*Task to complete:*
Could you repeat every record exactly as it appears?

[Point-per-instance localization data]
- - -

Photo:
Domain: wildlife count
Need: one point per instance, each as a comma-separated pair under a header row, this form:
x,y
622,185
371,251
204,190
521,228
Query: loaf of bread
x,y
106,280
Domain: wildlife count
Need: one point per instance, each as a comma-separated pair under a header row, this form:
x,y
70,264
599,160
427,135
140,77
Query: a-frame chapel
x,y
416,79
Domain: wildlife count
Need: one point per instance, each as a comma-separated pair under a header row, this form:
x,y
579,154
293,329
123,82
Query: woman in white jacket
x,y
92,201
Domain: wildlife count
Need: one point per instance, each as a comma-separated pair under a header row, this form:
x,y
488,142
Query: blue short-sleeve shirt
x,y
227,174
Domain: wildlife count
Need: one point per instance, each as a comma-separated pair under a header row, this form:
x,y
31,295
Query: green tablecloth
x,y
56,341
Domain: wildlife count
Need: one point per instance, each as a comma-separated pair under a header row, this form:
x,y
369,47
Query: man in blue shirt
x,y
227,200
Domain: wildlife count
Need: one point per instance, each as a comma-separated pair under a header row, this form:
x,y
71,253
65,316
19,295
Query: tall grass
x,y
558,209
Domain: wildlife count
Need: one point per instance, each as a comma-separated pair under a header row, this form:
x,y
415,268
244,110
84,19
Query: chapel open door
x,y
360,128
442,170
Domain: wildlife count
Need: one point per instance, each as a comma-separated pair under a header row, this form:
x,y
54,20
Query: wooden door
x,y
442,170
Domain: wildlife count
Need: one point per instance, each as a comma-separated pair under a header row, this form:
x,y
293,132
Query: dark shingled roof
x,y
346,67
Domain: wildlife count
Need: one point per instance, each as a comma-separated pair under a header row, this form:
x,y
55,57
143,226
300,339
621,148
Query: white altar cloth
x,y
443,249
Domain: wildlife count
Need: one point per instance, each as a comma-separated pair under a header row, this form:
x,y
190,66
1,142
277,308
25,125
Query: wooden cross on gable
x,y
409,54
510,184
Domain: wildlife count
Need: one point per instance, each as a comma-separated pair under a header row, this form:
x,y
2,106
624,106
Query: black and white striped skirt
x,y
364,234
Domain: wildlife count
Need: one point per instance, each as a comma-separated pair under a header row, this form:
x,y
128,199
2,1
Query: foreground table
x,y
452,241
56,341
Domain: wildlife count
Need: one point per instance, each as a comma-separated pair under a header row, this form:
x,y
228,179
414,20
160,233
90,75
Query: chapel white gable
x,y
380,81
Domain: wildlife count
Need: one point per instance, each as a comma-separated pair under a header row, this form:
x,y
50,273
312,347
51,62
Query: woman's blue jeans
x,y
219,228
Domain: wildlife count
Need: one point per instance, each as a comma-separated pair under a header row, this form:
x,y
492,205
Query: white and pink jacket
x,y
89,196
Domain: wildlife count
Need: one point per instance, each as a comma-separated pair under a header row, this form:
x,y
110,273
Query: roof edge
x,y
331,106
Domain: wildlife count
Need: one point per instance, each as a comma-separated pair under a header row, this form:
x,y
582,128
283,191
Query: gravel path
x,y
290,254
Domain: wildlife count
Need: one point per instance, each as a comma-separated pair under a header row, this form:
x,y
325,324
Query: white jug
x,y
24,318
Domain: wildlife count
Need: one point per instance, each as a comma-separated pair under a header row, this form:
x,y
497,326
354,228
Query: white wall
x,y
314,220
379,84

- - -

*Response to this exercise:*
Photo:
Domain: wildlife count
Need: one point per instance, each as a comma-separated pair under a header row, this form:
x,y
622,185
371,251
204,190
521,228
Query: loaf of bread
x,y
106,280
Domain: wildlife count
Need: one point per instance, each as a comma-separated pair under a header row, this form:
x,y
70,264
599,160
427,135
140,77
Query: a-frame chapel
x,y
416,79
Domain: wildlife count
Need: one point per instance, each as a comma-separated pair under a header row, this form:
x,y
579,154
293,329
123,82
Query: woman in white jacket
x,y
92,201
Domain: wildlife count
Need: one point per instance, each as a comma-separated pair under a header row, this form:
x,y
488,142
Query: blue short-sleeve shirt
x,y
227,174
Domain: wildlife count
Need: one point per instance, each as a comma-separated pair under a header row, this form:
x,y
31,295
Query: green tablecloth
x,y
56,341
Domain: wildlife count
Need: one point per instance, each as a comma-separated pair under a header row, this form:
x,y
369,47
Query: man in blue shirt
x,y
227,200
Domain: wildlife count
Need: one point per instance, each as a comma-separated pair under a header row, this form:
x,y
71,253
65,316
19,295
Query: tall grass
x,y
558,209
Domain: wildlife count
Need: one point per instance, each as a comma-separated pair under a header row, this form:
x,y
415,268
244,110
84,19
Query: chapel open door
x,y
360,128
442,170
Domain: wildlife count
Need: one point per instance, each as a comma-separated pair under a header row, this form:
x,y
54,20
Query: wooden door
x,y
442,170
Domain: wildlife count
Need: one point per instance, each as a comma-separated pair under a header row, this form:
x,y
293,132
Query: dark shingled roof
x,y
346,67
Domain: wildlife count
Need: one point per instance, each as a comma-separated pair under a header row, this form:
x,y
55,57
143,226
300,339
621,148
Query: white altar cloth
x,y
443,249
Domain: wildlife count
Need: one point per instance, each as a comma-separated pair under a header row, this form:
x,y
190,66
1,142
277,308
25,125
Query: wooden cross on gable
x,y
409,54
510,184
Domain: wildlife count
Need: one point per instance, each as a comma-separated pair under a header row, this form:
x,y
2,106
624,106
Query: black and white striped skirt
x,y
364,234
Domain: wildlife count
Need: one point per instance, each as a comma-separated pair under a header row, this form:
x,y
128,199
2,1
Query: foreground table
x,y
452,241
56,341
Domain: wildlife count
Need: one point per instance, each as a comma-separated pair under a header row, this form:
x,y
228,179
414,20
160,233
90,75
Query: chapel white gable
x,y
380,81
Domain: wildlife count
Need: one point per instance, each as a comma-separated pair under a header row, this form:
x,y
50,273
312,347
51,62
Query: woman's blue jeans
x,y
219,228
Domain: wildlife count
Need: one point per instance, each as a comma-separated pair under a header row, this form:
x,y
492,205
Query: white and pink jacket
x,y
89,196
Domain: wildlife count
Need: one point per instance, each as a comma-separated pair under a header row, this form:
x,y
110,273
Query: roof edge
x,y
331,106
Domain: wildlife count
Need: one point per instance, each as a comma-separated pair under a header row, this form:
x,y
582,128
283,191
Query: gravel path
x,y
290,254
Domain: wildlife count
Need: one point per instance, each as a comma-separated pair under a header row, this form:
x,y
325,324
Query: white jug
x,y
24,318
Domain: wildlife count
Need: one point per instance, each as a comma-separated pair under a header row, this form:
x,y
497,326
354,228
Query: white wall
x,y
314,220
379,84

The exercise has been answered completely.